Adriene Cruz’s work within the Assembly exhibition during the Converge 45 biennial in Portland was no exception. Presented as a part of Social Forms: Art as Global Citizenship at the Pacific Northwest College of Art within a small rectangular gallery with a glass facade, there was a modest number of irregularly shaped, pigment dyed textile pieces installed intimately against the white walls. Bathed in the canned lights’ incandescent warmth, the large swaths of tangerine and cobalt fabric adorned with small mirrors and delicate beads glowed as if beneath the sun. 

Right: Adriene Cruz, HELA. Honoring Henrietta Lacks, 2023. Left: Adriene Cruz, Warrior of Light Shield, 2008. Courtesy: Pacific Northwest College of Art

HELA. Honoring Henrietta Lacks (2023) immediately drew my attention before I even fully entered the gallery. One of the largest tapestries in the room, the piece straddles being didactic with each panel taking the shape of letters to spell out “HELA” and abstract in its architectural quality — at many vantage points the textile can read as a church or a sanctuary stretching up toward the sky. HeLa, as it is spelled in cellular biology, is the line of cells that was nonconsensually taken from Henrietta Lacks, a Black woman receiving treatment for cervical cancer in 1951. Lacks died at thirty-one the same year this sample of her DNA was stolen from her. These cells have been continuously used to make breakthrough discoveries in vaccine and cancer research without significant reparations paid to Lacks’ family. 

The shibori, spiral, and reserve dyeing techniques employed by Cruz create bursts of colors that mimic organic organisms and connective tissue. Dark beadwork wanders like veins throughout the piece, giving a pulse to the enshrinement. Small metal crosses, cowries, tassels enrich the already kaleidoscopic work and ground this piece in the Black ancestral tradition of laying offerings at one’s altar. Through this thoughtful ornamentation, the artist’s tribute to Henrietta Lacks becomes enlivened. Lacks and Cruz are in conversation and the textile is a transcript.

* _Problem statement_:
Reproduce the passage from the review of Adriene Cruz's textiles, from "HELA. Honoring Henrietta Lacks (2023)" up to and including "to Lacks’ family.". The rows that come next are separate material, unrelated to the review of Adriene Cruz's textiles.

* _Data listing_:

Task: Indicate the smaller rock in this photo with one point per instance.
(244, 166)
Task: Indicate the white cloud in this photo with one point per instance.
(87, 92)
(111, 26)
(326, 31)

* _Answer space_:
HELA. Honoring Henrietta Lacks (2023) immediately drew my attention before I even fully entered the gallery. One of the largest tapestries in the room, the piece straddles being didactic with each panel taking the shape of letters to spell out “HELA” and abstract in its architectural quality — at many vantage points the textile can read as a church or a sanctuary stretching up toward the sky. HeLa, as it is spelled in cellular biology, is the line of cells that was nonconsensually taken from Henrietta Lacks, a Black woman receiving treatment for cervical cancer in 1951. Lacks died at thirty-one the same year this sample of her DNA was stolen from her. These cells have been continuously used to make breakthrough discoveries in vaccine and cancer research without significant reparations paid to Lacks’ family.